Natural language region descriptions:
────────────────────────────────────────

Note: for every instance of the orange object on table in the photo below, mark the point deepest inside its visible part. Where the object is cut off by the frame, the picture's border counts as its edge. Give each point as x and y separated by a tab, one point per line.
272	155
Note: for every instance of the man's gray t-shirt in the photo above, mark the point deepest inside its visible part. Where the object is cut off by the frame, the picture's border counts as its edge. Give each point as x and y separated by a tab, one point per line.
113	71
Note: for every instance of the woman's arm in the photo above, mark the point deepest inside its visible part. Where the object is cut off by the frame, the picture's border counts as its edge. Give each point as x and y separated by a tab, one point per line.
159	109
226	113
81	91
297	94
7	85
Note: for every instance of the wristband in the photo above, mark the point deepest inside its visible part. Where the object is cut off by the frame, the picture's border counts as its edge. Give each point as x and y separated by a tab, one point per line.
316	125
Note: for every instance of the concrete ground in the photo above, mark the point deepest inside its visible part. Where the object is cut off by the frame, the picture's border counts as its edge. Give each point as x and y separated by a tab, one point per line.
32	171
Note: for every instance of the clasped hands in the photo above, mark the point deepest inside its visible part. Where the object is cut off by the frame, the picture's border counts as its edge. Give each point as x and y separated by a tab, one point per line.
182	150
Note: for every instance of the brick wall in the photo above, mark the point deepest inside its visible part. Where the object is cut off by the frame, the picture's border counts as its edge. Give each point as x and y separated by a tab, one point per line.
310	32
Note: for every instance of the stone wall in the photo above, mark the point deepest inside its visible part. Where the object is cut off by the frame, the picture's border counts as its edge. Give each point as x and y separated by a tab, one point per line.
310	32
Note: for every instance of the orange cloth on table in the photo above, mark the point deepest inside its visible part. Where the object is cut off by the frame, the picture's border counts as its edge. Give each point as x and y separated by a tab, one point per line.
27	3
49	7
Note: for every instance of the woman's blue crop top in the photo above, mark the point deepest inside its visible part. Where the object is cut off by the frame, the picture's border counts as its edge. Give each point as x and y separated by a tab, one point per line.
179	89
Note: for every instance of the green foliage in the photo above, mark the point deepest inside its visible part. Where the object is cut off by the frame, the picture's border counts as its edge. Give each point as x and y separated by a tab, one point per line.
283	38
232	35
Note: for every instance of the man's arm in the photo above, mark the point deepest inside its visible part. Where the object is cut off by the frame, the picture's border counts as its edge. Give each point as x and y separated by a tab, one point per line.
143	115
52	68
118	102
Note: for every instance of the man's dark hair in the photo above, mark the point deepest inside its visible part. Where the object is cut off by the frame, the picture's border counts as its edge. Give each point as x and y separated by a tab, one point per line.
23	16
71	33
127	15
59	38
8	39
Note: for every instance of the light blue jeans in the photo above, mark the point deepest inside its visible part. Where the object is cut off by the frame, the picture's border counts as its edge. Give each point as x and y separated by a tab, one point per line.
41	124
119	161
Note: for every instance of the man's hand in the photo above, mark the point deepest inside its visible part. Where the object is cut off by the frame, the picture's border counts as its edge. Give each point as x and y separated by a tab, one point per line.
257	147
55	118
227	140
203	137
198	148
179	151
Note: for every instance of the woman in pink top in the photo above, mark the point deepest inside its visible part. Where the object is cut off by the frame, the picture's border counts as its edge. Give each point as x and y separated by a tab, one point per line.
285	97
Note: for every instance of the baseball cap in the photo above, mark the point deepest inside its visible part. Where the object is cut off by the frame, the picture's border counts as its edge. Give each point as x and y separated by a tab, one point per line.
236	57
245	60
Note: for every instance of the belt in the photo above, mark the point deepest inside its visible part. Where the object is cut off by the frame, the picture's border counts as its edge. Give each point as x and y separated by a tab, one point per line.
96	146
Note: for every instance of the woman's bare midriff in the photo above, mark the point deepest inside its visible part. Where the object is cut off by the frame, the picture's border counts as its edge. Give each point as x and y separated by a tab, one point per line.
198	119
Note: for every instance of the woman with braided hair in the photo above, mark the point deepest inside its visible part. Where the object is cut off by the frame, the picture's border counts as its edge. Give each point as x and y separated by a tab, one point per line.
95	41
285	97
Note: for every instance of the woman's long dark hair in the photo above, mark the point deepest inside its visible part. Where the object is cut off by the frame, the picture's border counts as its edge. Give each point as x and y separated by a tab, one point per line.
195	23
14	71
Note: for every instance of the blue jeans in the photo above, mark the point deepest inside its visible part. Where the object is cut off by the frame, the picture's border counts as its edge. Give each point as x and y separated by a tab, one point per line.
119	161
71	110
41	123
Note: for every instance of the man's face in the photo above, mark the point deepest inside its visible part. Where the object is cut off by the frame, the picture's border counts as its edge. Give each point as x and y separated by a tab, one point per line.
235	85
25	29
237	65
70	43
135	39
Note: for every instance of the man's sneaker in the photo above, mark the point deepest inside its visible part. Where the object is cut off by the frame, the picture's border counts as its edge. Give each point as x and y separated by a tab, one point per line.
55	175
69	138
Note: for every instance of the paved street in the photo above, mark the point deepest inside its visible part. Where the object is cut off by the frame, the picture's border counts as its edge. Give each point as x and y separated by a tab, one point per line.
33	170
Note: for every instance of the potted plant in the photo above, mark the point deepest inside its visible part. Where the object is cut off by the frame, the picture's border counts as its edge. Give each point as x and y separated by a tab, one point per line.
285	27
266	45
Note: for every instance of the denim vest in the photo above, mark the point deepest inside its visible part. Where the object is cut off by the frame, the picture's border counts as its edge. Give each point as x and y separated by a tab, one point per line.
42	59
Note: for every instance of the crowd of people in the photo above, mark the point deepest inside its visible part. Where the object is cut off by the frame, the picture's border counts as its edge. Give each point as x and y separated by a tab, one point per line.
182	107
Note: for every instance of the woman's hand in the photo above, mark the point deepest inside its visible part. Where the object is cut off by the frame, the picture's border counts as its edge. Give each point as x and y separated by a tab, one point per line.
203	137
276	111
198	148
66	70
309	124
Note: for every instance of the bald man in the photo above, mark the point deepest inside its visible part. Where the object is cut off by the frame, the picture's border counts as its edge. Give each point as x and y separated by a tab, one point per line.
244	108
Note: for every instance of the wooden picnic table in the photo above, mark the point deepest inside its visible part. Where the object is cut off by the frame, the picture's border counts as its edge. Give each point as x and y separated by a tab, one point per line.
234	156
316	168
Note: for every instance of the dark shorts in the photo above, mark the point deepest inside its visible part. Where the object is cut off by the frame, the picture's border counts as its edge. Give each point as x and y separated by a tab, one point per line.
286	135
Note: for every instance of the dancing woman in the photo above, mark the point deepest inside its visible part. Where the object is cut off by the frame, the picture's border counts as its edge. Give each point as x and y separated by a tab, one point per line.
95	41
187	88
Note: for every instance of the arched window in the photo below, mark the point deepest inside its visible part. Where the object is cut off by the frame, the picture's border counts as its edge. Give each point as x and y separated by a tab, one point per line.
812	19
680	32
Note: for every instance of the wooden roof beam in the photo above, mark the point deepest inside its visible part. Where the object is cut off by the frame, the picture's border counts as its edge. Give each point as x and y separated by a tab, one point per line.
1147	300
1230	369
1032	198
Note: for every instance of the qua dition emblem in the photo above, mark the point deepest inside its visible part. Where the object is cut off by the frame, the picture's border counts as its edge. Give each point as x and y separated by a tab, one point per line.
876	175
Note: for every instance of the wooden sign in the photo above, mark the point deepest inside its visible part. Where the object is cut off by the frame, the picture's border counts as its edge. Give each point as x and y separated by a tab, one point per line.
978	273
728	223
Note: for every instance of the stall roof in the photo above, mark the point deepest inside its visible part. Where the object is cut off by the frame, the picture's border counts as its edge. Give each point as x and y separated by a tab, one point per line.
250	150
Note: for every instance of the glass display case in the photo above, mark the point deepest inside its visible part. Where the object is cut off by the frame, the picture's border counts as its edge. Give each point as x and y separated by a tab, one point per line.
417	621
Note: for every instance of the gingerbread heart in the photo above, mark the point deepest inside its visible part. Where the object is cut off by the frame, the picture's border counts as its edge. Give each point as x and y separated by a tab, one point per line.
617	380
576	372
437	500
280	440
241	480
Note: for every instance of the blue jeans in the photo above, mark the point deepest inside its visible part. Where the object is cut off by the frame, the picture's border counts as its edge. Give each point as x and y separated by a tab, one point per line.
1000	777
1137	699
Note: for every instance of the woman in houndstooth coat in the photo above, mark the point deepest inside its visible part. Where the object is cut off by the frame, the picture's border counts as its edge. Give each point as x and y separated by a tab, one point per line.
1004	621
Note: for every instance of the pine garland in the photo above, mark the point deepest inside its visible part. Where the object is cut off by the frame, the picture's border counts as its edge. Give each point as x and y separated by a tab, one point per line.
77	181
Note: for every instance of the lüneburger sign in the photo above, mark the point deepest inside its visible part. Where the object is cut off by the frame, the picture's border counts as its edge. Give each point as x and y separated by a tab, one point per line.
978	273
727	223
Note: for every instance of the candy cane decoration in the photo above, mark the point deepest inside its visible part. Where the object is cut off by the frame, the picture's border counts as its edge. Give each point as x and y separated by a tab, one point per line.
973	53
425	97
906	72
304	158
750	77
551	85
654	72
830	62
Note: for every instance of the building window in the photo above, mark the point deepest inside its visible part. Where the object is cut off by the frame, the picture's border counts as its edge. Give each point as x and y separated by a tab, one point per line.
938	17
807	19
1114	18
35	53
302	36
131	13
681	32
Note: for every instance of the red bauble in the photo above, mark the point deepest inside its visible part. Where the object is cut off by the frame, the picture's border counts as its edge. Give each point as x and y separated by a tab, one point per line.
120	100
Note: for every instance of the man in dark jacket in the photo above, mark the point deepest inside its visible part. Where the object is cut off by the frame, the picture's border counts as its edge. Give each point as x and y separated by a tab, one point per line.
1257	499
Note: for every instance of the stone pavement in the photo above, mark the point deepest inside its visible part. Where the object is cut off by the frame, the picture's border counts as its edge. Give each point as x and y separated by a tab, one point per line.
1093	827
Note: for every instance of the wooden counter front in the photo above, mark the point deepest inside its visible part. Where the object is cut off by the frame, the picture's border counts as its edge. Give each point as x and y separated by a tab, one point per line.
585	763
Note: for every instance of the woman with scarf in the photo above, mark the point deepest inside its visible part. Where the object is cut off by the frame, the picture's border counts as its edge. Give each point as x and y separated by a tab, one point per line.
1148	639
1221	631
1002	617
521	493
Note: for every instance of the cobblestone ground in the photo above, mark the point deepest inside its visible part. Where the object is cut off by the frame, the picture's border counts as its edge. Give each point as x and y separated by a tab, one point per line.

────────────────────────────────────────

_Work task_. The lines from the one with "Note: for every instance of the woman with scarf" through the final line of the data are to be reproduced exactly, both included, with no other lines.

_Completed exercise_.
Note: for every instance of the woman with scarf in the photo above, mark the point deepest inside its visible part. Where the object is cut off by the frame, the picture's border counts as its edge. Give each point as x and y separated by a tab, one point per line.
1148	639
1221	631
1002	617
521	493
Note: for every instance of the cobblestone ground in the photo above, mark the point deepest inside its visible part. Where the object is cut off by the frame, the picture's border counts as its edge. Give each point as x and y separated by a tab, one point per line.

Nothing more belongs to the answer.